◆ **What is asked**: According to the dataset description below, what size of screen was used to shred the computer material?

— Start of Extract —

Dataset and Annotation
A proprietary dataset was built from shredded desktop and portable computers sourced from manufacturing facilities. After manual removal of batteries and pre‑sorting of components, the material was shredded using a 1‑inch screen, yielding particles small enough to be captured by three synchronized RGB cameras. The cameras (Basler acA1920‑155uc) produce a stitched image of 5760 × 1200 pixels, which the authors split into three 1920 × 1200 segments, each resized to 640 × 640 for model input. The final corpus contains 6 000 images with 15 500 annotated instances (≈5 000 metals, 5 500 circuit boards, 5 000 plastics). Annotation followed the YOLO format and employed a semi‑automated pipeline: an initial manually‑labeled subset trained a provisional model, which then auto‑annotated the remaining images; human reviewers corrected false negatives and missed detections, iterating until the full set was labeled. Data augmentation (brightness, rotation, noise) was applied to improve robustness against lighting and pose variations.

— End of Extract —
— Start of Dataset —

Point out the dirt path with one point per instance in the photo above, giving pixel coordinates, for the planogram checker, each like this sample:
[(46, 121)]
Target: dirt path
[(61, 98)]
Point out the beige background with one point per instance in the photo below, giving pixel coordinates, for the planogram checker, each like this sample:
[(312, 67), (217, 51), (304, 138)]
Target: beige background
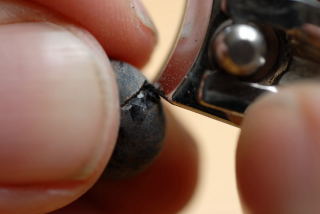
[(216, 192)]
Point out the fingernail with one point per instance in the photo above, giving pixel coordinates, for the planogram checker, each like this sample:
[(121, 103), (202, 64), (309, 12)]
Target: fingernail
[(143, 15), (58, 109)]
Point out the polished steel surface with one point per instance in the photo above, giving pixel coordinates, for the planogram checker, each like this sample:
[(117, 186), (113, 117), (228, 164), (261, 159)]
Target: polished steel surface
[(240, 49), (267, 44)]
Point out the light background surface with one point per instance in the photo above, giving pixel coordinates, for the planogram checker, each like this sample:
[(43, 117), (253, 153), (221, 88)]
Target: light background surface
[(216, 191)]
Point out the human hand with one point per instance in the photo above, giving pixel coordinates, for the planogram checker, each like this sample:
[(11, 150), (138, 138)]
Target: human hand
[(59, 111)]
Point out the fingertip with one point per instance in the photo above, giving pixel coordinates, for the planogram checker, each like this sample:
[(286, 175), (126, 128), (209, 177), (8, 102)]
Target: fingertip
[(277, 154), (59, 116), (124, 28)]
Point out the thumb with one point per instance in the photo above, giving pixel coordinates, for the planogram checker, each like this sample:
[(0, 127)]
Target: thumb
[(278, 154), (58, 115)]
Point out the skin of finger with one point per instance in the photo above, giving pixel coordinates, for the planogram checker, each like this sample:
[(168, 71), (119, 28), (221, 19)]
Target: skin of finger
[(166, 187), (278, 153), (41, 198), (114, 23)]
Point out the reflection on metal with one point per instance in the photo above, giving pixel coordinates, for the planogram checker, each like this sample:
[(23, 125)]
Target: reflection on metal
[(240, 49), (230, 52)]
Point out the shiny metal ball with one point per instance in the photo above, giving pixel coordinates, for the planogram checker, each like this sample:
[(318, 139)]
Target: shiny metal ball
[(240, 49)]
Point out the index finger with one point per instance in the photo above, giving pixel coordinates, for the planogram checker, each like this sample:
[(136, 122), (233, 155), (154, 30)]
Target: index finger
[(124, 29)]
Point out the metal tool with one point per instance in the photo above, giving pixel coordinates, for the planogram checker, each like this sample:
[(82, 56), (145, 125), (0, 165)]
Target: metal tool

— End of Dataset —
— Start of Dataset —

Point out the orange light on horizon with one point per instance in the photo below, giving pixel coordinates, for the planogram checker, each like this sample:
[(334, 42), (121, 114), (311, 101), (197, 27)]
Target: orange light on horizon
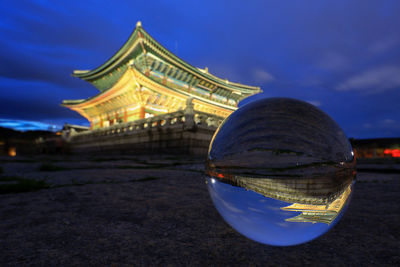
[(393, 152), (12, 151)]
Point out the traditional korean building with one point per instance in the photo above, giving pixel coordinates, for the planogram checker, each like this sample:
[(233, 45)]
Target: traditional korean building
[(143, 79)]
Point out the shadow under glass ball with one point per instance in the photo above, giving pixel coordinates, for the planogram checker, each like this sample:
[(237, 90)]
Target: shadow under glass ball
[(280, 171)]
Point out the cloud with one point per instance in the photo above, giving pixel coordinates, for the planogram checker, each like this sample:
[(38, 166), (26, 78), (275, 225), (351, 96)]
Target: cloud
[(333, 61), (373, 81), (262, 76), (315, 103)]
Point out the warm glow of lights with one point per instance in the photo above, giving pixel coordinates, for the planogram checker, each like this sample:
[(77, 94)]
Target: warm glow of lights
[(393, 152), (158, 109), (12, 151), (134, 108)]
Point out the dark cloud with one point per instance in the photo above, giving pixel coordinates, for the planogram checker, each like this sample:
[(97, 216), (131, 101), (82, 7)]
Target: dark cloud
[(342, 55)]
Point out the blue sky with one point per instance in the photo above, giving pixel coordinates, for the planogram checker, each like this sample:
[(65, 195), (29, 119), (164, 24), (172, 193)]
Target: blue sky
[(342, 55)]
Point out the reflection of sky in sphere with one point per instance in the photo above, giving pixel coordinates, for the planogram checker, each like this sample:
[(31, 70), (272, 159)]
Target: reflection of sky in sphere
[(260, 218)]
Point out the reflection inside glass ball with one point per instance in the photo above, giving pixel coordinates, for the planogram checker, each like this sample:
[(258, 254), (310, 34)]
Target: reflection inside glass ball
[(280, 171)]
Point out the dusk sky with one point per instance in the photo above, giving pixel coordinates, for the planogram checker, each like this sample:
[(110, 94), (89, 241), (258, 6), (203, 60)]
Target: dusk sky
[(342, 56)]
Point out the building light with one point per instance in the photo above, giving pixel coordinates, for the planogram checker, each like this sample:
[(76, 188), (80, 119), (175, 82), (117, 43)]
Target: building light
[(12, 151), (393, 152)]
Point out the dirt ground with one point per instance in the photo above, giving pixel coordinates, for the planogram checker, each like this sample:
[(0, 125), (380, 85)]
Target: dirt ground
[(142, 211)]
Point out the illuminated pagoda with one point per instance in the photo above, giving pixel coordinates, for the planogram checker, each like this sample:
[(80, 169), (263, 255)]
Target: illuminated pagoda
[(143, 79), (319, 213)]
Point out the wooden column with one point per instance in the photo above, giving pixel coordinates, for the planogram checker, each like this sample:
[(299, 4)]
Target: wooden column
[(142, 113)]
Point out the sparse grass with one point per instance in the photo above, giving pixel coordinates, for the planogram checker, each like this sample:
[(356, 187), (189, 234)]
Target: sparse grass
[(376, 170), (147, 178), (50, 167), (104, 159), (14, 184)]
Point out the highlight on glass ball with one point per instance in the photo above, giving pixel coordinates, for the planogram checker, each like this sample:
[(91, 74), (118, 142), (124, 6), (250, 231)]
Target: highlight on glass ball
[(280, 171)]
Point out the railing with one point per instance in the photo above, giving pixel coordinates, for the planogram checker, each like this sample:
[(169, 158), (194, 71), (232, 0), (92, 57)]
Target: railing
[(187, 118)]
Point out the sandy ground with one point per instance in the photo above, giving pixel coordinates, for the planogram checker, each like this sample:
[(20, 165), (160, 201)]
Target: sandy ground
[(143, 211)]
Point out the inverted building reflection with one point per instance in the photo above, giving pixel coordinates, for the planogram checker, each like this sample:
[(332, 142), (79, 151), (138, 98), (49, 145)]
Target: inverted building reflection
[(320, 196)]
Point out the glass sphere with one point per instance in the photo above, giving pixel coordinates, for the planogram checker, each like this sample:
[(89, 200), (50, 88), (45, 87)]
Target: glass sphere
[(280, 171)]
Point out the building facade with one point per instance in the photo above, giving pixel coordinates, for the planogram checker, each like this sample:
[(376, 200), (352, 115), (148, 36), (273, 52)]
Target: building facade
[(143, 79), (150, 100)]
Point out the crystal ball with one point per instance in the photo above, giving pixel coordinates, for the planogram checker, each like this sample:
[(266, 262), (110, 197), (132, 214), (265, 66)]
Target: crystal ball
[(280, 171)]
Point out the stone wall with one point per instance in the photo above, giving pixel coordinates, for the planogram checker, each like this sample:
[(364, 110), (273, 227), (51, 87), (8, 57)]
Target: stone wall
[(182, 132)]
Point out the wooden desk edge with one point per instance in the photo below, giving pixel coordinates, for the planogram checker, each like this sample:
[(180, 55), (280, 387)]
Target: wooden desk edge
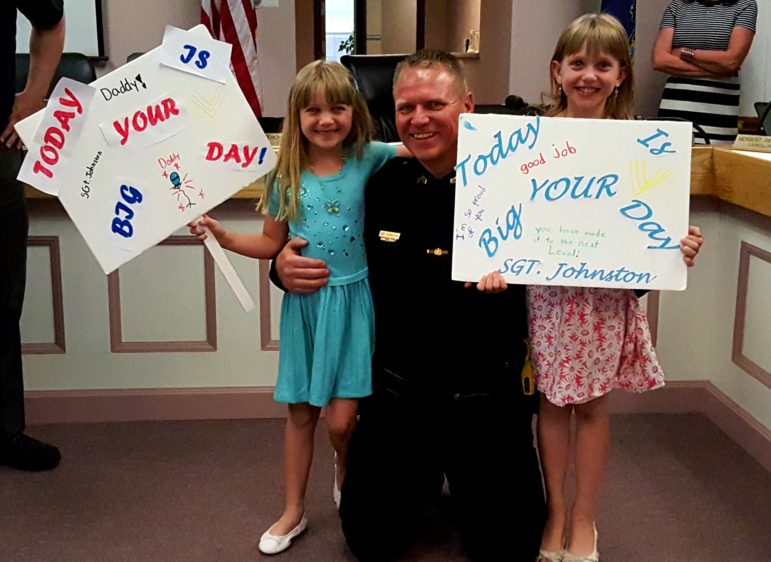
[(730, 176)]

— End of Dataset —
— Start of Dataset —

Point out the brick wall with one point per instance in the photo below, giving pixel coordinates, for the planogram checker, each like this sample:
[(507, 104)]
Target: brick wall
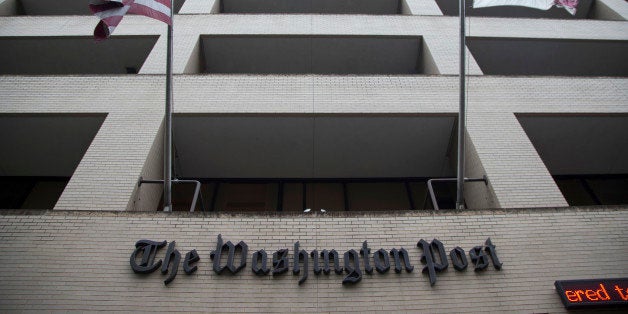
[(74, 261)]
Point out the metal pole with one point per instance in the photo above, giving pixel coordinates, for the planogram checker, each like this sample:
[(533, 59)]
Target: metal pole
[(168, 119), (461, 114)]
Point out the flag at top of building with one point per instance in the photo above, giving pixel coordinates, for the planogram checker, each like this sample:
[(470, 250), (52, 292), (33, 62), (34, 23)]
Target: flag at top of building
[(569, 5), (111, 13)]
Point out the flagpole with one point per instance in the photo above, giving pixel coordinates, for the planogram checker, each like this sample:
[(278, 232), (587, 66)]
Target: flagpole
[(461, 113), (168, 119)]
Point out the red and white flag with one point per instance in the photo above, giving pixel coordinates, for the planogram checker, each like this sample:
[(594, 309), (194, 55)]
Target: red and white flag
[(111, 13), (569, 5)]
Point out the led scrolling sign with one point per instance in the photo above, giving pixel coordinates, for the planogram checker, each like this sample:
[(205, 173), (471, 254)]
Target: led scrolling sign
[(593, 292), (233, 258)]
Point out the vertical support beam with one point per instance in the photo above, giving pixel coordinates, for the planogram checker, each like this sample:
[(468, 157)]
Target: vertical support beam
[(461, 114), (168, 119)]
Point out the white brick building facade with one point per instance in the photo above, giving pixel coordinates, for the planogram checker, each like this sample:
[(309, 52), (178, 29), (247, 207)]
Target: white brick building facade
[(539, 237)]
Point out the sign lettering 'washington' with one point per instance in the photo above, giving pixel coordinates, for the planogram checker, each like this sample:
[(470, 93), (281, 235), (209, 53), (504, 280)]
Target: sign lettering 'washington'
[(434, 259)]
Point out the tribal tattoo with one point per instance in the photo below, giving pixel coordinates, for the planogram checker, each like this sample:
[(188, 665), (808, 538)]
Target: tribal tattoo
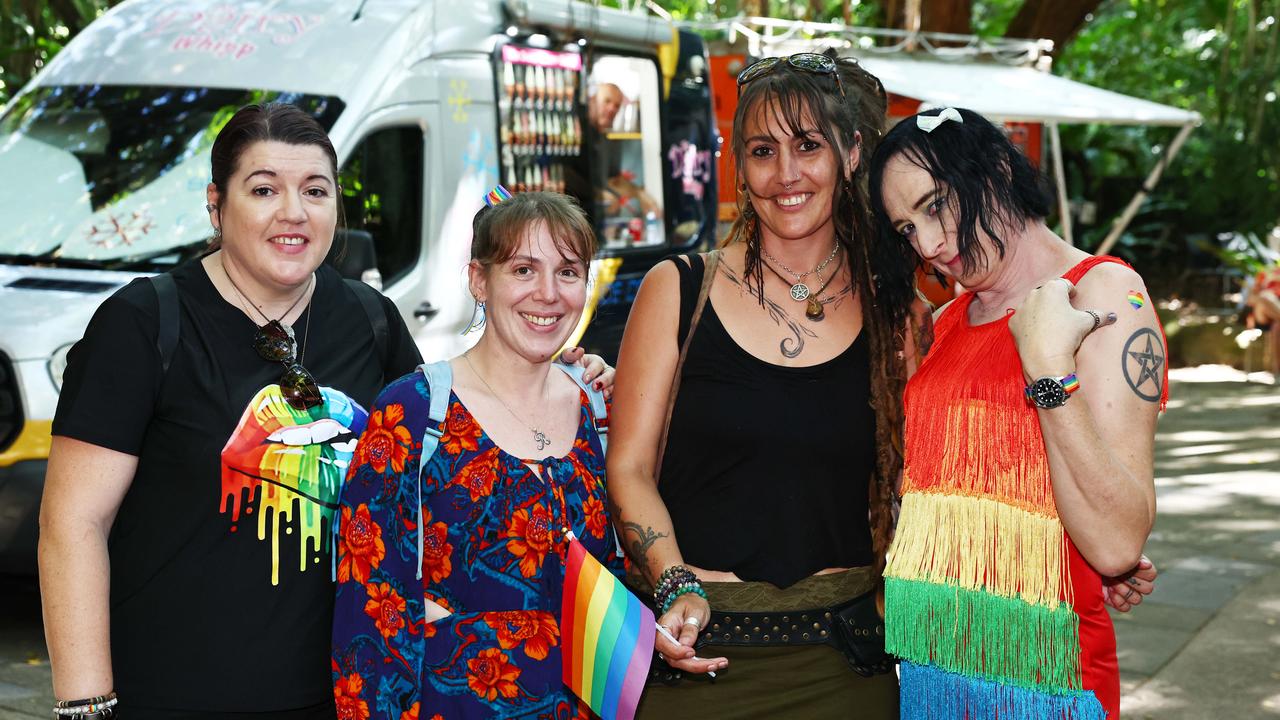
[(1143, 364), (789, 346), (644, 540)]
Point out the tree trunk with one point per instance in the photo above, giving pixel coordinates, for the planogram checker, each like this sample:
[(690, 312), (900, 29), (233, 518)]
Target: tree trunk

— End of Dataset —

◆ **Response to this exercise**: A 1-inch screen.